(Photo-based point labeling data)
---------------
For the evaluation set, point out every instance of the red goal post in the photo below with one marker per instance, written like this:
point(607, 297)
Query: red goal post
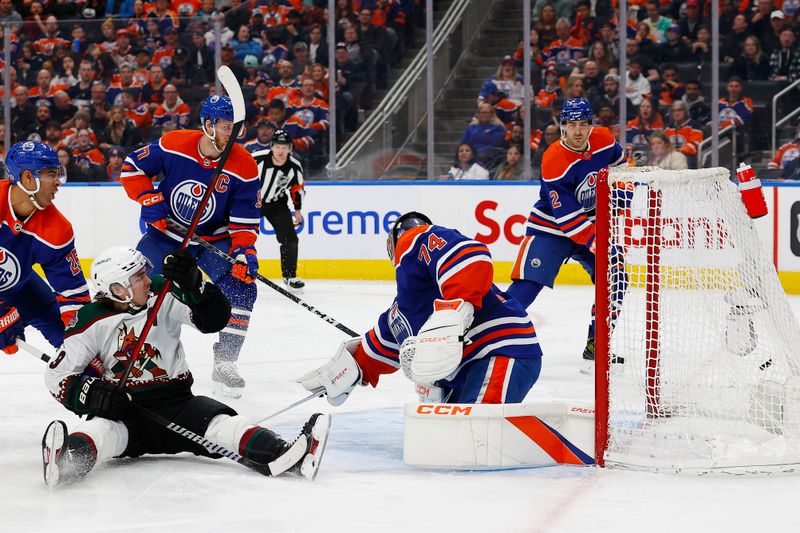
point(688, 299)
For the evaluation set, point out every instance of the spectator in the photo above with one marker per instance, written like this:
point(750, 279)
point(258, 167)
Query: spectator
point(311, 112)
point(683, 132)
point(124, 83)
point(599, 54)
point(551, 90)
point(664, 155)
point(784, 62)
point(52, 135)
point(23, 115)
point(119, 131)
point(172, 109)
point(512, 168)
point(546, 23)
point(87, 157)
point(116, 156)
point(138, 113)
point(485, 135)
point(202, 56)
point(671, 88)
point(752, 64)
point(656, 22)
point(98, 107)
point(736, 109)
point(63, 110)
point(302, 137)
point(317, 46)
point(637, 85)
point(465, 165)
point(153, 91)
point(566, 50)
point(507, 80)
point(692, 20)
point(81, 92)
point(180, 72)
point(788, 153)
point(731, 46)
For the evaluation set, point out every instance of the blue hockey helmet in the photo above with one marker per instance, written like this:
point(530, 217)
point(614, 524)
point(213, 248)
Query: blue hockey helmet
point(216, 107)
point(404, 223)
point(576, 109)
point(33, 156)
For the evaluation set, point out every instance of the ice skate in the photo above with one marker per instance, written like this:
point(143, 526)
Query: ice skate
point(63, 464)
point(294, 284)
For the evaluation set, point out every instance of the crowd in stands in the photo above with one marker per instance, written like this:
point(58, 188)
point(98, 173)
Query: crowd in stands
point(575, 51)
point(96, 79)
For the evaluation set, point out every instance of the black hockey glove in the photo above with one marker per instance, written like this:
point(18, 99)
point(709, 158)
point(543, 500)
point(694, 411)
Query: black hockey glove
point(181, 269)
point(101, 398)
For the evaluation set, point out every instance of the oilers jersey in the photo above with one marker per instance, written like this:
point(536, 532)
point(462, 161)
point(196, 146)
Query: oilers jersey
point(233, 207)
point(567, 198)
point(433, 262)
point(45, 238)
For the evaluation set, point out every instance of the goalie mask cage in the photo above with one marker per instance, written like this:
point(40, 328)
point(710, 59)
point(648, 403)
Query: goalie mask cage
point(689, 301)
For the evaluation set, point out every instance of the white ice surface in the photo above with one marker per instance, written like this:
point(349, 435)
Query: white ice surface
point(363, 484)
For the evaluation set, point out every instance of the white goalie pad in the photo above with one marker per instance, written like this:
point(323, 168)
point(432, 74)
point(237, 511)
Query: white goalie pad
point(487, 437)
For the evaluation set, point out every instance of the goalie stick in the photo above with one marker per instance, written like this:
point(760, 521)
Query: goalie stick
point(271, 284)
point(228, 80)
point(274, 468)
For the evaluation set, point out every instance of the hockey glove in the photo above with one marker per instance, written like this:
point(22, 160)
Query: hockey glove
point(437, 349)
point(11, 328)
point(246, 267)
point(339, 376)
point(154, 209)
point(101, 398)
point(181, 269)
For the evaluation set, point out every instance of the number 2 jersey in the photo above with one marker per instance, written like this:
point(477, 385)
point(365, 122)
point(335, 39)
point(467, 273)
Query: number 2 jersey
point(234, 205)
point(46, 238)
point(568, 194)
point(433, 262)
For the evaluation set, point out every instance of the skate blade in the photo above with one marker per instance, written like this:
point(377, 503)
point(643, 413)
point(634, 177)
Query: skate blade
point(319, 435)
point(52, 442)
point(220, 389)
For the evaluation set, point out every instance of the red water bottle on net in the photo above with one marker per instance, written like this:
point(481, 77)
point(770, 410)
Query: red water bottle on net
point(751, 191)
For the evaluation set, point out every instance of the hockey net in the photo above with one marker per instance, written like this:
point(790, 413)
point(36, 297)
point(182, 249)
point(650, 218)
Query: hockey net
point(691, 308)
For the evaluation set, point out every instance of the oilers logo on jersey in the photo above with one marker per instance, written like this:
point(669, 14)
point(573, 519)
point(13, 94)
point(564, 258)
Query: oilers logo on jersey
point(185, 199)
point(586, 193)
point(9, 269)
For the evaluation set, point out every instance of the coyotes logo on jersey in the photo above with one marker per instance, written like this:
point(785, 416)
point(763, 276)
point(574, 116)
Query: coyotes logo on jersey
point(126, 340)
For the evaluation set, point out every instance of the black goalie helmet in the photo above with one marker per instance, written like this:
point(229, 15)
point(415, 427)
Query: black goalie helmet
point(410, 220)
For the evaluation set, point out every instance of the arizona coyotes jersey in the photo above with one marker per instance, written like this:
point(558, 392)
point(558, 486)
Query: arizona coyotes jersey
point(101, 340)
point(567, 198)
point(46, 238)
point(233, 206)
point(433, 262)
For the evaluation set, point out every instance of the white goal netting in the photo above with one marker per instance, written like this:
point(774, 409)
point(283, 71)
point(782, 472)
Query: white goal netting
point(711, 348)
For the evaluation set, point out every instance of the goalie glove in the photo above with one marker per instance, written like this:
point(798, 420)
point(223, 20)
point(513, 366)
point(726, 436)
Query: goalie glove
point(339, 376)
point(437, 349)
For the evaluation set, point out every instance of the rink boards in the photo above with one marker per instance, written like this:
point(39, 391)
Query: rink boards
point(344, 232)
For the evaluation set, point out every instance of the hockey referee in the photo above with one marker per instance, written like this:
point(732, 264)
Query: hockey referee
point(281, 177)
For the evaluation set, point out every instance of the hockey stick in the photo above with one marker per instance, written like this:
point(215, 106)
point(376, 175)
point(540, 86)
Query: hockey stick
point(233, 89)
point(318, 392)
point(271, 284)
point(268, 469)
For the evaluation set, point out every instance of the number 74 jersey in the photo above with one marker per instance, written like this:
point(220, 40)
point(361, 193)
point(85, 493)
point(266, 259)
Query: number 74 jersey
point(433, 262)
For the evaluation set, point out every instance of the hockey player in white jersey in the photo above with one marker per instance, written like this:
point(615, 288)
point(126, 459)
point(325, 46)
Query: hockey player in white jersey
point(97, 348)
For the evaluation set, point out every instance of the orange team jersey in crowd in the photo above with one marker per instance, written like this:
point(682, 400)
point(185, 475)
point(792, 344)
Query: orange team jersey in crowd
point(140, 115)
point(70, 137)
point(284, 93)
point(686, 139)
point(785, 154)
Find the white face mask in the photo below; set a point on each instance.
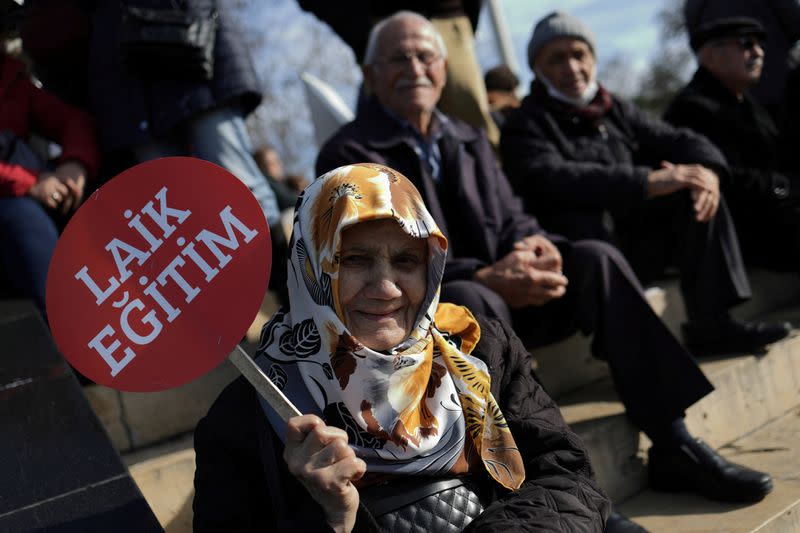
(582, 101)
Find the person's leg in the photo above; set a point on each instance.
(27, 239)
(656, 378)
(713, 277)
(220, 136)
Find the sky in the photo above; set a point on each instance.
(622, 28)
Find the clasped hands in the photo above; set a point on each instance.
(529, 275)
(703, 185)
(62, 188)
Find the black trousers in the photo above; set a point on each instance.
(656, 378)
(665, 233)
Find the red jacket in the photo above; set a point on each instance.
(26, 109)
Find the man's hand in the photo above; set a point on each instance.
(702, 182)
(520, 283)
(547, 255)
(49, 190)
(73, 175)
(320, 458)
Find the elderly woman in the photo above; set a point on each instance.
(418, 416)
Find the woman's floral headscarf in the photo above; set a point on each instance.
(424, 407)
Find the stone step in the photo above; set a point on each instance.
(568, 365)
(750, 392)
(775, 448)
(165, 475)
(134, 420)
---------------
> _Objective_
Go back to the records above and write them out exactly, without the pictures.

> _Output_
For the evaluation set, point out every instance of the red goal post in the photo below with one marker per instance, written like this:
point(607, 297)
Query: red goal post
point(688, 299)
For the evaluation set, point out every instance of the spectator in the photo above with one marker per instance, written like this:
point(750, 279)
point(258, 167)
Query: spectator
point(311, 112)
point(683, 132)
point(124, 83)
point(599, 54)
point(551, 90)
point(664, 155)
point(784, 62)
point(52, 135)
point(23, 115)
point(119, 131)
point(172, 109)
point(512, 168)
point(546, 23)
point(87, 157)
point(116, 156)
point(138, 113)
point(485, 135)
point(202, 56)
point(671, 88)
point(752, 64)
point(656, 22)
point(98, 107)
point(736, 109)
point(63, 110)
point(302, 137)
point(317, 46)
point(637, 85)
point(465, 165)
point(153, 91)
point(566, 50)
point(507, 80)
point(692, 20)
point(81, 92)
point(180, 72)
point(788, 153)
point(731, 46)
For the evaluation set, point out every instance of the blue hockey helmet in the photo above with one marker per instance, written like this:
point(530, 217)
point(614, 524)
point(213, 248)
Query: blue hockey helmet
point(216, 107)
point(404, 223)
point(576, 109)
point(33, 156)
For the evaluation set, point out every instance of the ice skate in the photo above with one marker per instance, written like this:
point(143, 526)
Query: ice skate
point(63, 464)
point(294, 284)
For the evaluation set, point out every instance of the crowd in stands in the photo above with one marker per instance, written like this:
point(58, 188)
point(98, 173)
Query: crowd in stands
point(575, 51)
point(96, 79)
For the evaluation set, point out every instance of the black hockey glove in the photo above with one marker per instance, written like this:
point(18, 99)
point(709, 158)
point(543, 500)
point(694, 411)
Query: black hockey glove
point(181, 269)
point(101, 398)
For the evaluation set, point out every instance of the oilers jersey in the photo above with one marker per instance, written like this:
point(536, 532)
point(462, 161)
point(196, 146)
Query: oilers jersey
point(233, 207)
point(567, 198)
point(433, 262)
point(45, 238)
For the evaluation set, point out every instance of the goalie mask cage in the photo above with one marker per instance, written like this:
point(40, 328)
point(710, 59)
point(648, 403)
Query: goalie mask cage
point(689, 301)
For the evaluation set, point out every instance of the white ice surface in the photo above with one marker per instance, written like this:
point(349, 435)
Query: white ice surface
point(363, 484)
For the evaluation set, point out every instance of the white goalie pad in the photo above with one marker per instance, written like this:
point(323, 168)
point(432, 74)
point(237, 511)
Query: white goalie pad
point(487, 437)
For the evaluation set, point out every instance of the goalie stick in the photo above with one marker per instance, written like this:
point(760, 521)
Query: goalie stick
point(271, 284)
point(228, 80)
point(274, 468)
For the evaluation set, point out every instance of the hockey glove in the photo above with one marker per instance, written like this:
point(22, 160)
Query: hockey glove
point(437, 349)
point(11, 328)
point(246, 267)
point(339, 376)
point(154, 209)
point(101, 398)
point(181, 269)
For the evaluation set, point out every instance of the number 2 jersey in the photo above with one marker per instance, written like this:
point(477, 385)
point(365, 122)
point(335, 39)
point(467, 273)
Query: number 2 jersey
point(234, 205)
point(46, 238)
point(568, 194)
point(433, 262)
For the evaluation set, point out every instance of the skate blade in the photo above with one marker per instance, written like this:
point(377, 503)
point(643, 413)
point(634, 177)
Query: skate blade
point(319, 435)
point(52, 442)
point(220, 389)
For the evaluation set, point out every instance of the red water bottle on net in the photo above with one marker per instance, written like this:
point(481, 77)
point(770, 410)
Query: red water bottle on net
point(751, 191)
For the evaluation set, point out every instance of the hockey net in the photo above with one marker per instance, written like this:
point(790, 413)
point(36, 297)
point(182, 249)
point(650, 218)
Query: hockey net
point(691, 308)
For the evaluation set, point out every instance of the oilers logo on jersey in the photo above with one marker per instance, written like this:
point(669, 14)
point(573, 519)
point(13, 94)
point(564, 258)
Query: oilers logo on jersey
point(185, 199)
point(586, 193)
point(9, 269)
For the evaluation set, point out every instance of the coyotes logo on jersey in the photo above with one marker per instance, written like this:
point(785, 416)
point(763, 276)
point(574, 116)
Query: coyotes logo on jersey
point(126, 340)
For the evaluation set, point out every instance of the black goalie helmet in the photo above with one marker per instance, written like this:
point(229, 15)
point(415, 427)
Query: black goalie helmet
point(410, 220)
For the evaluation set, point out every instance of the arizona coyotes jersey in the photo above with one marker per instance, written like this:
point(558, 392)
point(558, 486)
Query: arizona coyotes jersey
point(101, 340)
point(567, 198)
point(46, 238)
point(233, 206)
point(433, 262)
For the evaluation set, point out every instance of the white goal netting in the photo above with one marker per instance, written like this:
point(774, 409)
point(283, 71)
point(782, 472)
Query: white goal netting
point(711, 348)
For the evaluation set, point out every instance of the goalie glove in the photo above with one marker per instance, written like this:
point(798, 420)
point(223, 20)
point(513, 366)
point(726, 436)
Query: goalie glove
point(339, 376)
point(437, 349)
For the evaluation set, point out every instance of the rink boards in the photo above with one marker per instance, written like this:
point(39, 391)
Query: rink boards
point(344, 232)
For the evaluation set, point out every instance of the hockey referee in the photo above with one marker per instance, written like this:
point(732, 264)
Query: hockey referee
point(281, 177)
For the evaluation set, point out every instance of the hockey stick in the photo above with one marker per instance, written like this:
point(215, 106)
point(376, 175)
point(540, 86)
Query: hockey stick
point(233, 89)
point(318, 392)
point(271, 284)
point(268, 469)
For the evaluation set, point out every instance of the number 74 jersey in the photo above with one marker per instance, written like this:
point(220, 40)
point(361, 193)
point(85, 493)
point(266, 259)
Query: number 74 jersey
point(433, 262)
For the evaluation set, point out every instance of the hockey player in white jersey in the photo above with one marker per instance, written like this:
point(615, 288)
point(126, 459)
point(325, 46)
Query: hockey player in white jersey
point(97, 348)
For the evaluation set, point out every instance of the orange team jersey in crowd in the photo above with one marker per instance, written like this:
point(682, 400)
point(185, 475)
point(792, 344)
Query: orange team jersey in crowd
point(140, 115)
point(70, 137)
point(284, 93)
point(686, 139)
point(785, 154)
Find the white face mask in the photo below; set a point on each instance.
(582, 101)
Find the person's leg in the photo above; set a point on each instance.
(27, 239)
(656, 378)
(713, 277)
(220, 136)
Find the sky in the photo above; set a point on each instance.
(622, 28)
Find the clasped hands in the photo above; set a point on each instance.
(529, 275)
(703, 185)
(62, 188)
Find the black trousers in the photo above; set a point on each instance.
(656, 378)
(665, 233)
Find the red jacket in the photo above; set a point on each instance.
(26, 109)
Find the man's hand in the photo above; set a point on each instance.
(702, 182)
(520, 283)
(547, 255)
(49, 190)
(73, 175)
(320, 458)
Find the elderly woman in the photo above; set a point on each instance.
(418, 416)
Find the woman's floral headscarf in the photo above; set a point on each instance.
(424, 407)
Find the stone step in the photo above; set a point on each instance.
(568, 365)
(750, 392)
(775, 448)
(165, 475)
(134, 420)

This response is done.